WHAT THE EXERCISE ASKS: Write every record out again exactly, and keep images out of it.

Referring expression pointing data:
○ ○ ○ ○ ○ ○ ○

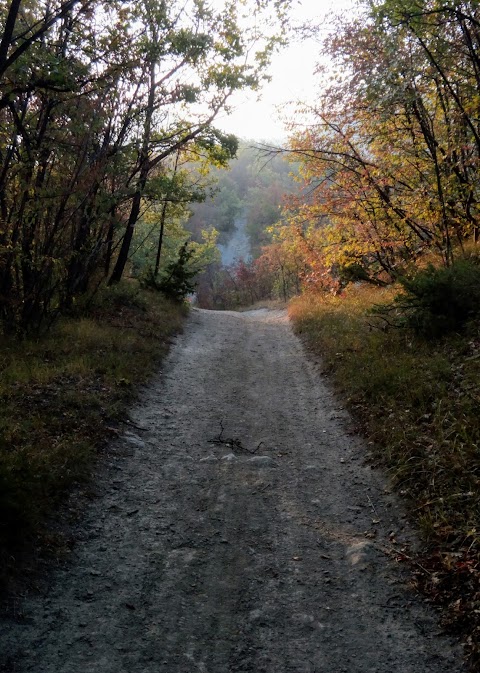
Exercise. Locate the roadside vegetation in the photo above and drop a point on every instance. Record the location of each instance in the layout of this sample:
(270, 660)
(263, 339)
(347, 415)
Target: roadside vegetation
(62, 397)
(416, 398)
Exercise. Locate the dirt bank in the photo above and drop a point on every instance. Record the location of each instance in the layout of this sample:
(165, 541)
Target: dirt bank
(261, 555)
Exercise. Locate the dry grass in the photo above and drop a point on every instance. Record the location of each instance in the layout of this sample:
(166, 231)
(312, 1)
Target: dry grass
(60, 399)
(418, 403)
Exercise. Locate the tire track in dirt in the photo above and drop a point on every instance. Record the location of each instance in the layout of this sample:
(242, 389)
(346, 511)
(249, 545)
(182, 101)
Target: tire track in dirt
(200, 556)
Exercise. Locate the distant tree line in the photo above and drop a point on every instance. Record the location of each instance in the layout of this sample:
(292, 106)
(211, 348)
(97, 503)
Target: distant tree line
(99, 101)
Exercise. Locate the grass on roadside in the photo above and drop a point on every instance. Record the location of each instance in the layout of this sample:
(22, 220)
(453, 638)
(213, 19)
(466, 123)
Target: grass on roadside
(418, 402)
(61, 394)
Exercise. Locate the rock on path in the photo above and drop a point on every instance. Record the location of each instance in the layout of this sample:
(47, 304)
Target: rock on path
(258, 555)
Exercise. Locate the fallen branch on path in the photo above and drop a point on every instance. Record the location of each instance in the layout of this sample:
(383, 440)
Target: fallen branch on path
(231, 442)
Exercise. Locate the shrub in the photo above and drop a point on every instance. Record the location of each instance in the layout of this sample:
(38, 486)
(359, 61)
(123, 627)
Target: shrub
(436, 301)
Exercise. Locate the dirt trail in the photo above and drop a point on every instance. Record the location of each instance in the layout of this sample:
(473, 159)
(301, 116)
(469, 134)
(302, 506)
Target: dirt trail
(200, 557)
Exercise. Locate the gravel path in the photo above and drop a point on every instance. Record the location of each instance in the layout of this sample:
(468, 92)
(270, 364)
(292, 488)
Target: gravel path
(262, 555)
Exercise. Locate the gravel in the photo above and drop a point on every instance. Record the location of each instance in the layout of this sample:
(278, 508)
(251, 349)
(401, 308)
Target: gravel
(236, 528)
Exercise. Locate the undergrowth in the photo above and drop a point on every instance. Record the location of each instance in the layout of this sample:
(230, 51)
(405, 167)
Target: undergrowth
(60, 398)
(418, 402)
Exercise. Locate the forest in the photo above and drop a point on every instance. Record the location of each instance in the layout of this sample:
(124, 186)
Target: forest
(101, 106)
(388, 157)
(117, 188)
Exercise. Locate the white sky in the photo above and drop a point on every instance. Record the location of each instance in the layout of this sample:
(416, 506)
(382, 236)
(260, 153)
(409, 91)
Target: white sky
(292, 78)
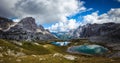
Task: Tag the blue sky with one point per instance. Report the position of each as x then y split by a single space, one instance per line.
103 6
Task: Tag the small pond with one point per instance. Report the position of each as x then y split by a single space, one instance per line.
88 49
60 43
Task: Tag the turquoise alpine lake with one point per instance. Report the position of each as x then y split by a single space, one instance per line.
60 43
88 49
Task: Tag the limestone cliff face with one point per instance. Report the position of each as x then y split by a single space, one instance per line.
26 29
99 32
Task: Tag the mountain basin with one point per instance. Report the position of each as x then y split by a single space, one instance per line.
60 43
88 49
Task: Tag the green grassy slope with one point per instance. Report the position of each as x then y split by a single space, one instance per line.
31 52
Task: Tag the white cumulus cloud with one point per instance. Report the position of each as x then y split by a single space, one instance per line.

○ ○ ○ ○ ○ ○ ○

ANSWER TO THE EXERCISE:
Exercise. Locate the roadside vegetation in the photo above and drop a point on every instance. Record the location of each instance in the layout of this sample:
(270, 660)
(263, 339)
(347, 415)
Target: roadside vegetation
(62, 397)
(416, 398)
Exercise. Locate the dirt bank in the photo above and drop a point on every instance. Record the location of each instance in the layout of this sample:
(165, 541)
Target: dirt bank
(261, 555)
Exercise. Locate the dry grass in the photo above and drop a point on every instance. Record the location of each instance in the layout of this sample:
(166, 231)
(312, 1)
Target: dry grass
(60, 399)
(418, 403)
Exercise. Locate the tire track in dirt in the photo above and drop a point on every instance. Record the location of each instance in the layout of this sample:
(242, 389)
(346, 511)
(249, 545)
(182, 101)
Target: tire track in dirt
(200, 556)
Exercise. Locate the distant tree line in the photo above and drop a point on every instance. Record the location of each instance in the layout of this sample:
(292, 106)
(211, 348)
(97, 503)
Target: distant tree line
(99, 101)
Exercise. Locate the grass on roadside in the photo above and drop a point on every instance. Record the location of each instance in the layout of this sample:
(22, 220)
(453, 638)
(213, 19)
(466, 123)
Target: grass on roadside
(418, 402)
(61, 394)
Exercise. Locate the rock on path in the photo above and drop a point on every instance. Record the location of each instance in the layout of this sample:
(47, 304)
Target: rock on path
(258, 555)
Exercise. Locate the fallen branch on path in the photo above and drop a point on every instance. Record the location of each instance in the layout of this sample:
(383, 440)
Target: fallen branch on path
(231, 442)
Exercise. Locate the shrub in the photo above and drop a point on every instance. Record the location of each instance in the layout of this sample:
(38, 486)
(359, 61)
(123, 627)
Target: shrub
(436, 301)
Exercise. Locate the dirt trail in the photo above and drop a point on every instance. Record the location of each instance in the layout of this sample:
(473, 159)
(301, 116)
(469, 134)
(302, 506)
Target: dirt trail
(200, 557)
Exercise. Locate the gravel path in the photo above and drop a point on every instance. Record the location of each instance in the layout of this sample:
(468, 92)
(270, 364)
(292, 488)
Target: gravel path
(262, 555)
Exercise. Locate the gravel in the photo above and drop a point on every instance. Record the location of each instance in the layout of this sample:
(278, 508)
(251, 349)
(401, 308)
Target: gravel
(236, 528)
Exercise. Locate the undergrowth in the photo above and drop a point on every instance. Record the location of each instance in the layout of this sample:
(230, 51)
(405, 167)
Target: undergrowth
(60, 398)
(418, 402)
Exercise. Locate the forest in the photo above and drop a point on every instance. Record the location of each instance in the layout of this sample:
(124, 186)
Target: forest
(101, 106)
(388, 157)
(117, 188)
Exercise. Locate the white sky in the photo above and drop a point on every instance. Record the location of each instance in the layout of this sample:
(416, 506)
(382, 236)
(260, 153)
(409, 91)
Target: white sky
(292, 78)
Task: Tag the blue sky with one point per instance. Report the position of each as x then y split by a single space, one instance per line.
103 6
Task: Tag the small pond with one point per instance. Report the position of each as x then y split by a single space, one instance per line.
88 49
60 43
Task: Tag the turquoise alpine lake with one point per instance. Report the position of each as x then y split by a single space, one instance per line.
60 43
88 49
Task: Tag the limestone cliff face with one point per instance. Report the position of each as x then y split by a single space, one instance per line.
26 29
99 32
Task: Tag the mountain basin with one point per instance. Report the position of each as x then y split by a single space, one instance per line.
60 43
88 49
Task: Tag the green grassy slope with one point per instance. Report the position of each as x then y split by a single space, one instance per line.
31 52
Task: Tag the white cumulus cloud with one point per instance. Report the position of each as x then y split by a single space, one instance per line.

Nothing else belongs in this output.